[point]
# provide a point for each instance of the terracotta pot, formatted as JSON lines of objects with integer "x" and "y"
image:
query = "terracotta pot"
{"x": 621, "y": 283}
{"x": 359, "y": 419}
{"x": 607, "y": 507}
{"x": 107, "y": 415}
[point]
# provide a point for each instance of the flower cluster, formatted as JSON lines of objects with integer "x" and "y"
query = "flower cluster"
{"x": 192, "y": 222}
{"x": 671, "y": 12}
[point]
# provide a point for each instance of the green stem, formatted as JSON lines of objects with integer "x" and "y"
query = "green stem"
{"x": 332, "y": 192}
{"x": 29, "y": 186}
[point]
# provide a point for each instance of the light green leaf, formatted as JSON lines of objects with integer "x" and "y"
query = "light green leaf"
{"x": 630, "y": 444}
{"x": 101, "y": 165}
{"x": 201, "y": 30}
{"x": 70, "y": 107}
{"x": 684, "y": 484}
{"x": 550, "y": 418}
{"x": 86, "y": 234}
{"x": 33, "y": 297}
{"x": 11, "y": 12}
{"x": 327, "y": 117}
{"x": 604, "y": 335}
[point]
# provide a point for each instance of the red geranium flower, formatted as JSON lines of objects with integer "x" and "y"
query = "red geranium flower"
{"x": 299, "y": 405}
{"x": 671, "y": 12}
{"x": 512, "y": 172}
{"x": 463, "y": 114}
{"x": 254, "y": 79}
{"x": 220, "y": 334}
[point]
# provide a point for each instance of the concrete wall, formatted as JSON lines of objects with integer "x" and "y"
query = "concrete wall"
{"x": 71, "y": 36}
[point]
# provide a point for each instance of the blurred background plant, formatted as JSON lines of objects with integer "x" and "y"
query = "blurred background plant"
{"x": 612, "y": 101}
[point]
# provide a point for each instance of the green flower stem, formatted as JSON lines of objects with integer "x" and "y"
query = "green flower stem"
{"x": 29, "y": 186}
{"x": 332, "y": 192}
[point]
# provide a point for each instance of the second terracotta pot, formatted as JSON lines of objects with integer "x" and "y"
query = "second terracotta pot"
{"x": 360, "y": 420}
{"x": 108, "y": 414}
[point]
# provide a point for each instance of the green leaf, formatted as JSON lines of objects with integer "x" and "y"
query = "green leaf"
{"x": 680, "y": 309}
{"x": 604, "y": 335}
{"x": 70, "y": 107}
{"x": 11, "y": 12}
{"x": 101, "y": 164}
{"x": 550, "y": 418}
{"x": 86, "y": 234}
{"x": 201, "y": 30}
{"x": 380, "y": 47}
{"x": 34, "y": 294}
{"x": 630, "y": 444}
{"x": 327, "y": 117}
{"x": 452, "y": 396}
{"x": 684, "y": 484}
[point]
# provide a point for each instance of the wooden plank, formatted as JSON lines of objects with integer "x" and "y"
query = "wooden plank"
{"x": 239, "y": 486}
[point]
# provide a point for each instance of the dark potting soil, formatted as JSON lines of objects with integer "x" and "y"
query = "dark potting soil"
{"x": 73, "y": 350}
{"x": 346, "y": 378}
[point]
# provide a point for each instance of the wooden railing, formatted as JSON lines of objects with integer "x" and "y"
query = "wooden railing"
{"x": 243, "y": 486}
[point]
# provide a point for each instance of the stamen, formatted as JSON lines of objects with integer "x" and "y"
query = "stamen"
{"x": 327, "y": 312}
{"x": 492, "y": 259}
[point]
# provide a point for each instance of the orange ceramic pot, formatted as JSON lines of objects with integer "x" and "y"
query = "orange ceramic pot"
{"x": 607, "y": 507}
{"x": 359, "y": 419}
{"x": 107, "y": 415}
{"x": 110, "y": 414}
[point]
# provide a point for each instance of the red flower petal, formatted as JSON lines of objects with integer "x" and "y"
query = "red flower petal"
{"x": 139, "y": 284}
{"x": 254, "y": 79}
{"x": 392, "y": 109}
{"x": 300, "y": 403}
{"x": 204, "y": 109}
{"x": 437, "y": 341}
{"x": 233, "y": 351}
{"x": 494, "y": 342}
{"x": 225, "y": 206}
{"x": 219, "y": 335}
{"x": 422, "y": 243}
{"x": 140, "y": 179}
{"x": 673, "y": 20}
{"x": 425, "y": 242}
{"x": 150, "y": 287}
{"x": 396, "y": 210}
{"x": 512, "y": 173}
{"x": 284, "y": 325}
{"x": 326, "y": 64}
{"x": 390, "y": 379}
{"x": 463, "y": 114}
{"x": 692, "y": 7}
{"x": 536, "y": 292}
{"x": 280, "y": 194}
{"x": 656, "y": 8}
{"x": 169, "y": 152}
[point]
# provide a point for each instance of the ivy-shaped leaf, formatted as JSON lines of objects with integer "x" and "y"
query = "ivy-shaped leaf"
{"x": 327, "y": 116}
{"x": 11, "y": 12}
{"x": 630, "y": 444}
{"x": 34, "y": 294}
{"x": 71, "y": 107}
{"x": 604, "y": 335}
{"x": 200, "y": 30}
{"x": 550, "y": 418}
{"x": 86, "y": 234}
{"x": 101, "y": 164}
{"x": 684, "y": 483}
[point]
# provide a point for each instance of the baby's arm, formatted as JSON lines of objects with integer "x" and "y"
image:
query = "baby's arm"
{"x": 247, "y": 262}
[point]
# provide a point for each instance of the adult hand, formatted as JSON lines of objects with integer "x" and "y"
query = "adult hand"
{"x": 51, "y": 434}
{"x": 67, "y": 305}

::::::::

**Work instruction:**
Copy every entry exactly; no part may be left out.

**Your response:**
[point]
# provide a point for each instance of the terracotta pot, formatted as JSON lines of objects with integer "x" and "y"
image:
query = "terracotta pot"
{"x": 621, "y": 283}
{"x": 359, "y": 419}
{"x": 607, "y": 507}
{"x": 107, "y": 415}
[point]
# provide a point for each instance of the flower cluster, formatted as JSON lines of objects with integer "x" and "y"
query = "flower cluster"
{"x": 192, "y": 222}
{"x": 671, "y": 12}
[point]
# provide a point for each instance of the green stem, formatted as JSON lines of objects with integer "x" and "y"
query = "green stem"
{"x": 332, "y": 192}
{"x": 29, "y": 186}
[point]
# provide a point for each instance of the light green leaf, formatted as JSON lines of objects with integer "x" and "y"
query = "light green leaf"
{"x": 630, "y": 444}
{"x": 101, "y": 165}
{"x": 201, "y": 30}
{"x": 70, "y": 107}
{"x": 684, "y": 484}
{"x": 550, "y": 418}
{"x": 86, "y": 234}
{"x": 33, "y": 297}
{"x": 11, "y": 12}
{"x": 327, "y": 117}
{"x": 604, "y": 335}
[point]
# provide a point for each instance of the red geranium flower, formatted as JSON lines of objects with integer "x" and "y"
query = "red geranium flower"
{"x": 299, "y": 405}
{"x": 671, "y": 12}
{"x": 512, "y": 172}
{"x": 463, "y": 114}
{"x": 254, "y": 79}
{"x": 220, "y": 334}
[point]
# provide a point for each instance of the concrete wall, formatted as JSON lines of objects with integer "x" and "y"
query = "concrete wall"
{"x": 71, "y": 36}
[point]
# provide a point for each instance of the blurred background plant, formatted as JSON lines of objects with integer "x" and "y"
query = "blurred background plant"
{"x": 612, "y": 101}
[point]
# provide a point for each instance of the green flower stem, formatted as JSON lines of objects with integer "x" and "y"
query = "green flower stem"
{"x": 29, "y": 186}
{"x": 332, "y": 192}
[point]
# provide a point for each instance of the second terracotta pot, formatted as JSON lines of objects with integer "x" and "y"
query = "second terracotta pot"
{"x": 360, "y": 420}
{"x": 108, "y": 414}
[point]
# provide a point for each instance of the green leaf, formatted as JSON lines of objects with integer "x" and "y"
query = "green leaf"
{"x": 680, "y": 309}
{"x": 604, "y": 335}
{"x": 70, "y": 107}
{"x": 11, "y": 12}
{"x": 101, "y": 164}
{"x": 550, "y": 418}
{"x": 86, "y": 234}
{"x": 201, "y": 30}
{"x": 380, "y": 47}
{"x": 34, "y": 294}
{"x": 630, "y": 444}
{"x": 327, "y": 117}
{"x": 452, "y": 396}
{"x": 684, "y": 484}
[point]
# provide a point for each instance of the wooden plank, formatted as JSON lines of objects with integer "x" and "y"
query = "wooden plank"
{"x": 239, "y": 486}
[point]
# provide a point for each instance of the dark potting soil, formatted as JSON lines of objects with integer "x" and "y"
query = "dark potting soil"
{"x": 73, "y": 350}
{"x": 346, "y": 378}
[point]
# provide a point for each instance of the wooden railing, formatted as JSON lines of objects with integer "x" and "y"
query = "wooden railing"
{"x": 243, "y": 486}
[point]
# provide a point for each instance of the stamen, formatted as JSON lines of objects with integer "x" and "y"
query = "stamen"
{"x": 327, "y": 312}
{"x": 492, "y": 259}
[point]
# provide a point for each instance of the orange ceramic pot, formatted as JSON lines of objects with integer "x" and "y"
query = "orange ceramic pot"
{"x": 607, "y": 507}
{"x": 359, "y": 419}
{"x": 107, "y": 415}
{"x": 110, "y": 414}
[point]
# provide a point for each instance of the red flower petal, formatted as JSON lines of objects with integer "x" and "y"
query = "red flower petal"
{"x": 139, "y": 284}
{"x": 254, "y": 79}
{"x": 392, "y": 109}
{"x": 300, "y": 403}
{"x": 204, "y": 109}
{"x": 437, "y": 341}
{"x": 233, "y": 351}
{"x": 494, "y": 342}
{"x": 225, "y": 206}
{"x": 219, "y": 335}
{"x": 422, "y": 243}
{"x": 140, "y": 179}
{"x": 673, "y": 20}
{"x": 425, "y": 242}
{"x": 150, "y": 287}
{"x": 396, "y": 210}
{"x": 512, "y": 173}
{"x": 284, "y": 325}
{"x": 326, "y": 64}
{"x": 390, "y": 379}
{"x": 463, "y": 114}
{"x": 692, "y": 7}
{"x": 536, "y": 292}
{"x": 280, "y": 194}
{"x": 656, "y": 8}
{"x": 169, "y": 152}
[point]
# provide a point for each instance of the ivy-shaped leaf, formatted as JSON lines of objects with integer "x" and "y"
query = "ivy-shaped leaf"
{"x": 327, "y": 116}
{"x": 11, "y": 12}
{"x": 630, "y": 444}
{"x": 34, "y": 294}
{"x": 71, "y": 107}
{"x": 604, "y": 335}
{"x": 200, "y": 30}
{"x": 550, "y": 418}
{"x": 86, "y": 234}
{"x": 101, "y": 164}
{"x": 684, "y": 483}
[point]
# provide a point for each instance of the baby's arm, formatted as JSON lines of objects with integer "x" and "y"
image:
query = "baby's arm"
{"x": 247, "y": 262}
[point]
# provide a point for each instance of the adult hand, formatted as JSON lines of objects with integer "x" and "y"
query = "adult hand"
{"x": 51, "y": 434}
{"x": 67, "y": 305}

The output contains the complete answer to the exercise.